→ Textausschnitt:
################

Brot ist kostbar – Ohne Mist!

Mit Andreas Krainer (Inhaber/Küchenchef – Hotel Restaurant Café Krainer), Thomas Frisch (Vice President F&B&E OPS ECO & MIDSCALE Accor Northern Europe) und Eva Maria Seidl (Pomom)

1,3 Milliarden Tonnen Lebensmittel werden weltweit jährlich weggeworfen. Das entspricht einem Drittel aller produzierten Lebensmittel. Es besteht also dringender Handlungsbedarf! Unsere Expertenrunde gibt eine Handlungsanleitung zur Reduktion von vermeidbaren Brot- und Backwarenabfällen entlang der Wertschöpfungskette und verrät praktische Tipps für zero waste Konzepte im Tourismus.

################

(Zeilen aus einem Zeige-Datensatz)
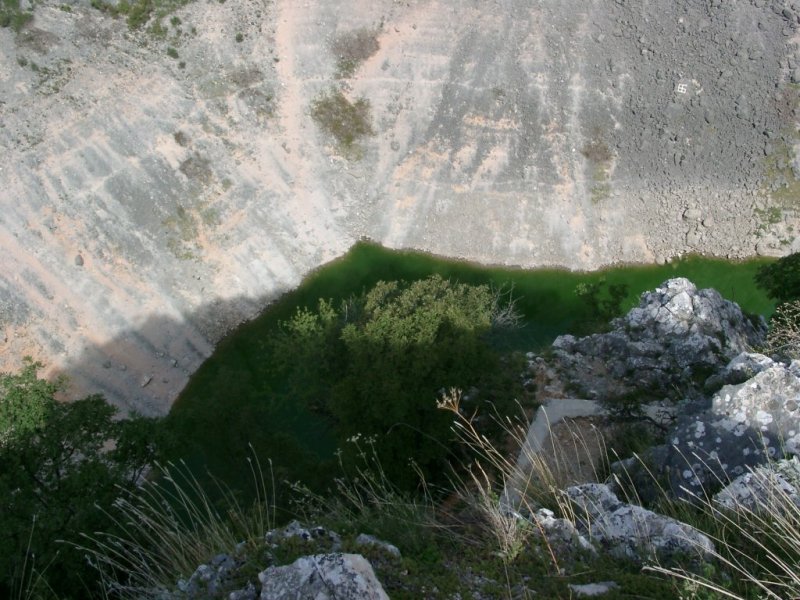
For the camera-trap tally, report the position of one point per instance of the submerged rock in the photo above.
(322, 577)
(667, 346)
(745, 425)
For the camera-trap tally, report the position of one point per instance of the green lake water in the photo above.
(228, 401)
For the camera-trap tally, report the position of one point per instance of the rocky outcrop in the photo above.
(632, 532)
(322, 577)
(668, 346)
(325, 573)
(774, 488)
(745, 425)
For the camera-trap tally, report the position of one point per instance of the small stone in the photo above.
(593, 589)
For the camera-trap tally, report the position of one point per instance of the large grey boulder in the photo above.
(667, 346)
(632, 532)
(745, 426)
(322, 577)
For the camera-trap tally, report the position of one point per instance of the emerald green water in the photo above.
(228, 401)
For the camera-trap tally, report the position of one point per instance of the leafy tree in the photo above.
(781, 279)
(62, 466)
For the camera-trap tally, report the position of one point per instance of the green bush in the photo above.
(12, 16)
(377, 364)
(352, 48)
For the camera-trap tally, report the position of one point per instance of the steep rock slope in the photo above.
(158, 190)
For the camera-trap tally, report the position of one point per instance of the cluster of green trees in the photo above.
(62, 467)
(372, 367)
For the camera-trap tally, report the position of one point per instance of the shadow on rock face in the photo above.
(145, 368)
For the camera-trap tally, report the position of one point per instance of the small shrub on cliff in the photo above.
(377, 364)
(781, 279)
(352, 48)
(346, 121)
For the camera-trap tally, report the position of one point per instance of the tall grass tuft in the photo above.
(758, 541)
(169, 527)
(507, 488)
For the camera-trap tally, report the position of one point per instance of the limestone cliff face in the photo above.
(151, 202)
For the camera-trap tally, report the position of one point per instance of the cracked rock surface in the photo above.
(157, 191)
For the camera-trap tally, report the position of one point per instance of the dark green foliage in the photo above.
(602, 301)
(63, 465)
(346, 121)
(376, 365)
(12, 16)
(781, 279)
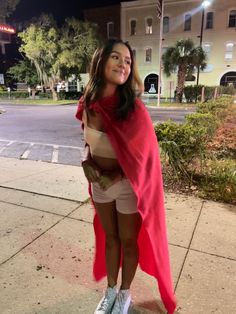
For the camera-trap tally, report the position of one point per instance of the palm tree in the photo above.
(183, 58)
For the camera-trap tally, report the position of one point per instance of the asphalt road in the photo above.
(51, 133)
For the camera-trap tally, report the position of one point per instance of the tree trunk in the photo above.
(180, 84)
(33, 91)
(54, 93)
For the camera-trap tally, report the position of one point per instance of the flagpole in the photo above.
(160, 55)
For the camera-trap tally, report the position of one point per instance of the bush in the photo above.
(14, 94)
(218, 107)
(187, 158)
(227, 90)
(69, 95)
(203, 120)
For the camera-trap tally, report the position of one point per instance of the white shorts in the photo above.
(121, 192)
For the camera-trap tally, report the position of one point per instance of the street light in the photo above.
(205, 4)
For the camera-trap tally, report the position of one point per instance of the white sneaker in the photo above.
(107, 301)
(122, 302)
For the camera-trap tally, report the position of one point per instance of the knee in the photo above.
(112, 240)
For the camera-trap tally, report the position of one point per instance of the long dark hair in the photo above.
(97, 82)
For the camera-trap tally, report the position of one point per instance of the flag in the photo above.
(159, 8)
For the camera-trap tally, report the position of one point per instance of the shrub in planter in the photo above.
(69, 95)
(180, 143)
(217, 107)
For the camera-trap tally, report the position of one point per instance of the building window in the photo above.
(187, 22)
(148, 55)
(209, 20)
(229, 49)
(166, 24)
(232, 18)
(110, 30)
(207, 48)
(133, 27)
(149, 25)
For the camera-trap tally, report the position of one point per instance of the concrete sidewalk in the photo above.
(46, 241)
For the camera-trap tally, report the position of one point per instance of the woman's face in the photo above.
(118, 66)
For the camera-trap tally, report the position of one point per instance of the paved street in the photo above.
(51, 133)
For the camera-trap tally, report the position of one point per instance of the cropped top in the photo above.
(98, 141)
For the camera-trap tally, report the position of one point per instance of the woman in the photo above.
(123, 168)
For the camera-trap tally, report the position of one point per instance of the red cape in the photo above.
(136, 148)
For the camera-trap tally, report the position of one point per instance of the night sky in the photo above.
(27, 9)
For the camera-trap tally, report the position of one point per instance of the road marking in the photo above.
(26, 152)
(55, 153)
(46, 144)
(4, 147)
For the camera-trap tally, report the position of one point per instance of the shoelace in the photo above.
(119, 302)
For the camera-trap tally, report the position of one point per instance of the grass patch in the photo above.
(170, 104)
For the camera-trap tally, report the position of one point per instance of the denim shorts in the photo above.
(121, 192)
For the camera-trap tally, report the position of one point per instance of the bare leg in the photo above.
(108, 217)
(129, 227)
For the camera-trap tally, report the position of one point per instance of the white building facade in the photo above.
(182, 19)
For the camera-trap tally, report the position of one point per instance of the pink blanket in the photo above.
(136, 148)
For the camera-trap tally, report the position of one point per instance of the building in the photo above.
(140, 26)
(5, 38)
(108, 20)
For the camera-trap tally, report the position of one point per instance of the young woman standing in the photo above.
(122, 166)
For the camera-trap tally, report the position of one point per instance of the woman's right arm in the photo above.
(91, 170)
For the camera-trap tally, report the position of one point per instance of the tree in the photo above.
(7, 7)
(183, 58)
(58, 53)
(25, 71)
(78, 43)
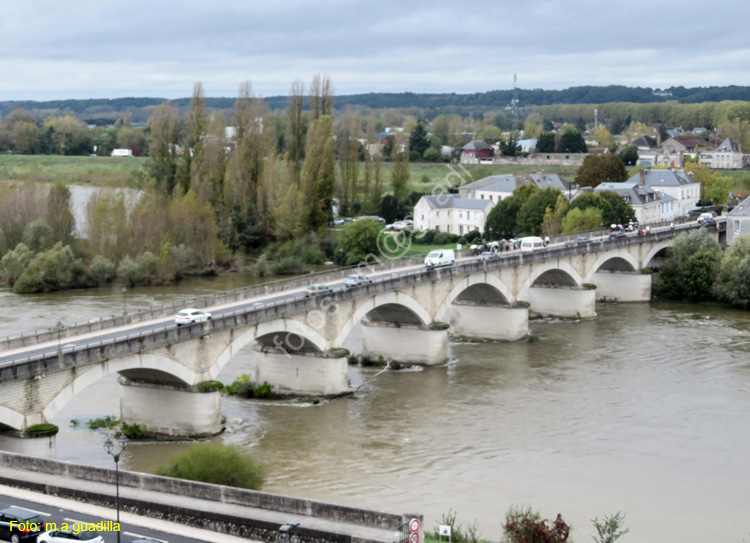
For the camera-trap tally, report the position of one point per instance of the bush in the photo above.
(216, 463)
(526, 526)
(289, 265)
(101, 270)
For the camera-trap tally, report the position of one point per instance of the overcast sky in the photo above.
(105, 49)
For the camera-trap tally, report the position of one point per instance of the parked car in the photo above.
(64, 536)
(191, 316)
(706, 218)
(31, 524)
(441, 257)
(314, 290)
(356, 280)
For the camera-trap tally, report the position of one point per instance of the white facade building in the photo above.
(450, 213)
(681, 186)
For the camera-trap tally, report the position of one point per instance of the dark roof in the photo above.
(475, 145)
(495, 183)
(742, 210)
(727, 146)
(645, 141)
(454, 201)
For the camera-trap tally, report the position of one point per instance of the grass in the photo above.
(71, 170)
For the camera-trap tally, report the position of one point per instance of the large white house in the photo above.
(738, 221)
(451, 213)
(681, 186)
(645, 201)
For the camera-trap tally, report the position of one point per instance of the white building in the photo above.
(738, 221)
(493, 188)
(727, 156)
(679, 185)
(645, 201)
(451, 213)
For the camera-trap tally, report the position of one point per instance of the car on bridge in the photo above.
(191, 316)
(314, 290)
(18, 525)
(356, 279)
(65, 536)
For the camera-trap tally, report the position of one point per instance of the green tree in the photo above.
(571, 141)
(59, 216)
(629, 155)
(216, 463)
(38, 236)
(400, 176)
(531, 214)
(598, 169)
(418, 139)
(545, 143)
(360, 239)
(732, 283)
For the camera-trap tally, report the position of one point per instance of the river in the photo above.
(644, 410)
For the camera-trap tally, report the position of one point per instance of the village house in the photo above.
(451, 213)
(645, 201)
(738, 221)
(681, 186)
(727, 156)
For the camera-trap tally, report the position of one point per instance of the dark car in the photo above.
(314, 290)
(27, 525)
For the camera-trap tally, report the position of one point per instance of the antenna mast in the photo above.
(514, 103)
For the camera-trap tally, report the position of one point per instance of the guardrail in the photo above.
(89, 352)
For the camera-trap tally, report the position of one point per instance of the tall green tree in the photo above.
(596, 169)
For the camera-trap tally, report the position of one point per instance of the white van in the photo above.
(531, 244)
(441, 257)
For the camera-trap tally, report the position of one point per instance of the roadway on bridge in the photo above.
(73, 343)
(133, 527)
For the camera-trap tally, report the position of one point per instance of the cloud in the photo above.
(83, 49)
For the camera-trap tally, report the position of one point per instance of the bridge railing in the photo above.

################

→ Aufgabe: Können Sie aus dem Textausschnitt über Brotabfälle die Passage von „Brot ist kostbar“ bis einschließlich „Maria Seidl (Pomom)“ wortgetreu abtippen?

→ Musterlösung:
Brot ist kostbar – Ohne Mist!

Mit Andreas Krainer (Inhaber/Küchenchef – Hotel Restaurant Café Krainer), Thomas Frisch (Vice President F&B&E OPS ECO & MIDSCALE Accor Northern Europe) und Eva Maria Seidl (Pomom)